Eric Chessen: Training Clients with Autism
“Hey Eric, I’m contacting you because a parent recently asked if I could work with her son who has autism. I really want to, but I have a few questions. I found your info and was wondering if you could help?”
That’s representative of 98.8% of the questions that I receive from trainers and coaches.
It wasn’t always that way. This is a shift.
Ten years ago, even five, I wasn’t inundated with requests from fitness professionals. It is a welcome change on two fronts:
Trainers are now coming into contact with people on the autism spectrum . . . and,
Parents, family members and educators are beginning to consider the value of physical activity for a population that desperately needs it.
The need is clear. The whys and hows are where the bridge requires building.

- [Apply what you read]:
(a) From the article on training clients with autism, output the passage that begins at the words "It wasn’t always" and stops after "bridge requires building.".
(b) According to the article on training clients with autism, what share of the questions the writer receives from trainers and coaches does the opening message represent?

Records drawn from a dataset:
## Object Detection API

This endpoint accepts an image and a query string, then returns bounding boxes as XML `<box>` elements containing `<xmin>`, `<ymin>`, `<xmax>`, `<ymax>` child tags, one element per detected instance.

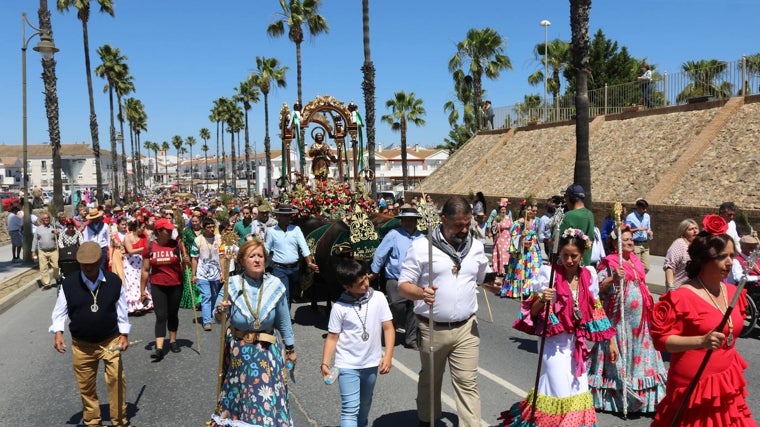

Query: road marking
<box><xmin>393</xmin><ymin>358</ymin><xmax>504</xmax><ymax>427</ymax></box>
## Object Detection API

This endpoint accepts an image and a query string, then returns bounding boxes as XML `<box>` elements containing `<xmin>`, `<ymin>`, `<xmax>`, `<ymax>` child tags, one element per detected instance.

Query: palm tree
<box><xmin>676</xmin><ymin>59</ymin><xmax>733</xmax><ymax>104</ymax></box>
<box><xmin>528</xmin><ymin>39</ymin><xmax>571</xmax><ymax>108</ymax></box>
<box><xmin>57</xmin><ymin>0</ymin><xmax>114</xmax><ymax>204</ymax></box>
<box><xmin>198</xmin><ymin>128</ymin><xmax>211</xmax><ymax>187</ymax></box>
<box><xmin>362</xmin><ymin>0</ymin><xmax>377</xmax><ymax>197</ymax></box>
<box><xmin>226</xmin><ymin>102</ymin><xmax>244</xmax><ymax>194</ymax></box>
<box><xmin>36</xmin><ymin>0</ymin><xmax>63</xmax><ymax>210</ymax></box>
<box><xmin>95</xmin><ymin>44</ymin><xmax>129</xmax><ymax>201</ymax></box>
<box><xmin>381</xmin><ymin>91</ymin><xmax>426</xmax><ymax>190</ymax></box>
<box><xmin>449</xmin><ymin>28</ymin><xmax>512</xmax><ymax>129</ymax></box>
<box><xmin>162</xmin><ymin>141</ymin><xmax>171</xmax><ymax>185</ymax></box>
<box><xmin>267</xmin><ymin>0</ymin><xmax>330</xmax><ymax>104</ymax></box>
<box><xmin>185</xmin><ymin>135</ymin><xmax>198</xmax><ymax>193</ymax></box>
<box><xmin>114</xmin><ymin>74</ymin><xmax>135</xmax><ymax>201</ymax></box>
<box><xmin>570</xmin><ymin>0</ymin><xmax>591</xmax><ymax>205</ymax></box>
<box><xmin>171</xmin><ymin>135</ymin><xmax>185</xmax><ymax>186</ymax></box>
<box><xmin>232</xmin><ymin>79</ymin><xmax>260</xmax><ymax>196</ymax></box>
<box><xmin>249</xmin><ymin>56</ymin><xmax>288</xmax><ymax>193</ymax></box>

- [Per-task answers]:
(a)
It wasn’t always that way. This is a shift.
Ten years ago, even five, I wasn’t inundated with requests from fitness professionals. It is a welcome change on two fronts:
Trainers are now coming into contact with people on the autism spectrum . . . and,
Parents, family members and educators are beginning to consider the value of physical activity for a population that desperately needs it.
The need is clear. The whys and hows are where the bridge requires building.

(b) 98.8%